Stored data:
────────────────────────────────────────

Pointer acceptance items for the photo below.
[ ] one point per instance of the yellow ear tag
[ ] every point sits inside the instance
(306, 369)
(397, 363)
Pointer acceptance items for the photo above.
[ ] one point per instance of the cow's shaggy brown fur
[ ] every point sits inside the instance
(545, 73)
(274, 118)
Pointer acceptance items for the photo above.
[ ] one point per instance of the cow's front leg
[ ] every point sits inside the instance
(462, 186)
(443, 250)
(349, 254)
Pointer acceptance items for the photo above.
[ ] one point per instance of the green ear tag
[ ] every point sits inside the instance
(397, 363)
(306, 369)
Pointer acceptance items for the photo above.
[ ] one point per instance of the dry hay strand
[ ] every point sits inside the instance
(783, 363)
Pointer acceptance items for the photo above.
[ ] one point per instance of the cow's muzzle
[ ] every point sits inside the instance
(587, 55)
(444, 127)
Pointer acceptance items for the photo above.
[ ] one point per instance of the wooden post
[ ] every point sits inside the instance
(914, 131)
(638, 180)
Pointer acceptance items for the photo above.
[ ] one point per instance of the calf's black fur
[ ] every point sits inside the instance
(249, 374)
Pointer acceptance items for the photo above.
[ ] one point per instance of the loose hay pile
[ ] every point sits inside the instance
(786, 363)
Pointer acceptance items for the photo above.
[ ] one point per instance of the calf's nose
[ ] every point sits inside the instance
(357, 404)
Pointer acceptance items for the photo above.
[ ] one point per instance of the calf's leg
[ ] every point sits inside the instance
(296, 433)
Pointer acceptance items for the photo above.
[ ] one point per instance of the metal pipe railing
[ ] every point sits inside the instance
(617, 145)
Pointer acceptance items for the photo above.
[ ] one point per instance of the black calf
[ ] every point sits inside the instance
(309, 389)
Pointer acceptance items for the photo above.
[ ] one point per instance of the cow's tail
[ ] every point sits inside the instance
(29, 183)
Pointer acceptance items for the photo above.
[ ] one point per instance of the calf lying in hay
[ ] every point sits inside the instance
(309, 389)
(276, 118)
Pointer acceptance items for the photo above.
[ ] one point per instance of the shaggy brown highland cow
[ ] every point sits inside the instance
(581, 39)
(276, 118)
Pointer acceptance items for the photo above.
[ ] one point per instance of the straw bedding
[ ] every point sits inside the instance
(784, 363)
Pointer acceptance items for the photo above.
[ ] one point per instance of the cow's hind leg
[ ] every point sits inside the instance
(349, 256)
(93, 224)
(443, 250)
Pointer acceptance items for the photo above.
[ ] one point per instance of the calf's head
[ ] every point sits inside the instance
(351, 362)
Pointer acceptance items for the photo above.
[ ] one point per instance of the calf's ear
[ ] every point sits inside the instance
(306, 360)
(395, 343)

────────────────────────────────────────

EXERCISE INSTRUCTIONS: Transcribe each record above exactly. Skip none.

FINISHED TASK:
Pointer acceptance items for the photo below.
[ ] one point per instance of the yellow ear tag
[ ] every point sits inside the instance
(306, 369)
(397, 363)
Pointer acceptance items for the photo above.
[ ] one point per instance of the cow's shaggy brown fur
[ ] every point sits inside the instance
(545, 73)
(274, 118)
Pointer acceptance items for the photo above.
[ ] one point per instance of the cow's front leg
[ ] every point sits inside the instance
(462, 186)
(443, 250)
(349, 254)
Pointer acceptance items for the photo above.
[ ] one point per instance of the green ear tag
[ ] every point sits inside the instance
(397, 363)
(306, 369)
Pointer acceptance items for the photo above.
[ ] one point per instance of the dry hay strand
[ ] every point sits inside the instance
(783, 363)
Pointer acceptance items for the photo above.
[ ] one point per instance of the cow's muzzle
[ ] every point sits inside the instance
(587, 55)
(444, 127)
Pointer acceptance items for the photo above.
[ ] one point per instance of the wooden post
[ ] every point sits inside the instance
(914, 131)
(638, 180)
Pointer acceptance items for the photo above.
[ ] one point per instance of the calf's black fur
[ ] every point sits inside the instance
(249, 374)
Pointer acceptance items for the photo above.
[ ] one point per instance of the loose hay pile
[ ] every point sits inside the instance
(786, 363)
Pointer acceptance items for the photo above.
[ ] one point per instance of the calf's nose
[ ] every point sits inside the instance
(357, 404)
Pointer acceptance items for the photo above.
[ ] one point per instance of the calf's leg
[ ] every point sits inside the instance
(296, 433)
Pointer acceptance items for the photo above.
[ ] one point per instance of the metal pipe railing
[ ] every point sits inside the instance
(617, 145)
Pointer acceptance items for the photo above.
[ ] one point per instance of the black calf
[ ] every point sits inside the instance
(309, 389)
Pointer acceptance items for the photo above.
[ ] one point per instance of the cow's tail
[ ] every point sits inside the instance
(29, 183)
Pointer acceptance items for the photo above.
[ ] one point per instance of the calf lying in hay
[ ] every point sits inside the instance
(309, 389)
(276, 118)
Pointer acceptance items for the photo above.
[ ] one point per instance of the shaggy brown highland cow
[ ] every point sits inside the instance
(581, 39)
(276, 118)
Pointer acceptance items for the photo above.
[ ] one point per instance of the straw bedding
[ ] every point sits inside the instance
(784, 363)
Pointer acceptance items for the photo above.
[ ] one point per instance of the cow's hind leg
[ ] every point sits inside the instance
(349, 256)
(93, 224)
(443, 250)
Pointer acceptance items for the photo above.
[ ] one point per instance of the calf's head
[ ] every point sits inside the instance
(351, 362)
Pointer acceptance items for the photo above.
[ ] one point per instance of the calf's ear
[ ] every point sits inside the instance
(306, 360)
(395, 343)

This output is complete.